__Source material__:
▽

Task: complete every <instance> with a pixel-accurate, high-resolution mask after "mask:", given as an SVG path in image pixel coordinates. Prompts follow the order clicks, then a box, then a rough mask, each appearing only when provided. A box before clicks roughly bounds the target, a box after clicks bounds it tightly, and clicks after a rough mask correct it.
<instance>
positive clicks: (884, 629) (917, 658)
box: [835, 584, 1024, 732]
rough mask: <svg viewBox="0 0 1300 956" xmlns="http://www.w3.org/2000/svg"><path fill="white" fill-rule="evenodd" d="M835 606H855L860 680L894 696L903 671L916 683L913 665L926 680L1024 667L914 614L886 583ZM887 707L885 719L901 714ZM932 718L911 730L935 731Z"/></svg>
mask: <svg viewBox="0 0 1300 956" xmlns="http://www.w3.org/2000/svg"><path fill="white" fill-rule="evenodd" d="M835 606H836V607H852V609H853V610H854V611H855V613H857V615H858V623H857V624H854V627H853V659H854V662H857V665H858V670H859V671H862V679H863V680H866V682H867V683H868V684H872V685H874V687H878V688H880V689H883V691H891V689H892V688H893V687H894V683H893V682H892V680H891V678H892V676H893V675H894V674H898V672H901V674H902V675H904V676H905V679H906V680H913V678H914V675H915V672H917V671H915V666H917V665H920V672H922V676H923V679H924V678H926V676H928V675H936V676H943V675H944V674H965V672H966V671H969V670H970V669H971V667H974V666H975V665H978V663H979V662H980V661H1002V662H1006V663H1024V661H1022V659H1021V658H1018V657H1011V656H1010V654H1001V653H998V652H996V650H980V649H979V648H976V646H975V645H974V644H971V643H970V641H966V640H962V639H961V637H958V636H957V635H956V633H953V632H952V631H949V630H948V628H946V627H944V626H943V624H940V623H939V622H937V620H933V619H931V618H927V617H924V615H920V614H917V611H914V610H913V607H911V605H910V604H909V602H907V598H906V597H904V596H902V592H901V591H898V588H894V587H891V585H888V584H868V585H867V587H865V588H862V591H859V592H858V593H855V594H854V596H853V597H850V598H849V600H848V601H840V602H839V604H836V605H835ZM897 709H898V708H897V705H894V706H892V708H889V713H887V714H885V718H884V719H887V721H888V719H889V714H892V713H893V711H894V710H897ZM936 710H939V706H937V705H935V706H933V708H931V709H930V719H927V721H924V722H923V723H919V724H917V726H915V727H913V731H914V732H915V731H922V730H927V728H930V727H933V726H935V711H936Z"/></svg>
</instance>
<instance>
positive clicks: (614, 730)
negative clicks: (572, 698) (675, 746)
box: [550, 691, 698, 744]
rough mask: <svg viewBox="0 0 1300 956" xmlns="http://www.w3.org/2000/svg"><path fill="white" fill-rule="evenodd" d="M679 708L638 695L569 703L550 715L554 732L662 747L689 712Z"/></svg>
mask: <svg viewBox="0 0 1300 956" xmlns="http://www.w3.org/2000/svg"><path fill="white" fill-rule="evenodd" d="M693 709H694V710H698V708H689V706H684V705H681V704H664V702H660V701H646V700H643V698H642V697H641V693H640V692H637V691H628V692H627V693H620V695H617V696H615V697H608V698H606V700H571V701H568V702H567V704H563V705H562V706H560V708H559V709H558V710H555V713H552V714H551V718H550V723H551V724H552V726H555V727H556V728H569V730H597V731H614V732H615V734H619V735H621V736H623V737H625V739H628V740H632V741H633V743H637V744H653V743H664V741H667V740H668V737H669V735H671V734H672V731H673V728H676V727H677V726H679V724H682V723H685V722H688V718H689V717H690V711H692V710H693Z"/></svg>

△

Exact retyping is needed for the line with "</instance>" and for each line after it through the end of the listing above; no other lines belong.

__Reply to the exercise__:
</instance>
<instance>
positive clicks: (614, 730)
negative clicks: (572, 698) (675, 746)
box: [550, 691, 698, 744]
rough mask: <svg viewBox="0 0 1300 956" xmlns="http://www.w3.org/2000/svg"><path fill="white" fill-rule="evenodd" d="M679 708L638 695L569 703L550 715L554 732L662 747L689 712Z"/></svg>
mask: <svg viewBox="0 0 1300 956" xmlns="http://www.w3.org/2000/svg"><path fill="white" fill-rule="evenodd" d="M693 709H694V710H698V708H689V706H684V705H681V704H664V702H660V701H646V700H643V698H642V697H641V693H640V692H637V691H628V692H627V693H620V695H617V696H615V697H608V698H606V700H571V701H568V702H567V704H563V705H562V706H560V708H559V709H558V710H555V713H552V714H551V718H550V723H551V724H552V726H555V727H556V728H569V730H597V731H614V732H615V734H619V735H621V736H623V737H625V739H628V740H632V741H633V743H637V744H653V743H664V741H667V740H668V737H669V735H671V734H672V731H673V728H676V727H677V726H679V724H682V723H685V722H688V718H689V717H690V711H692V710H693Z"/></svg>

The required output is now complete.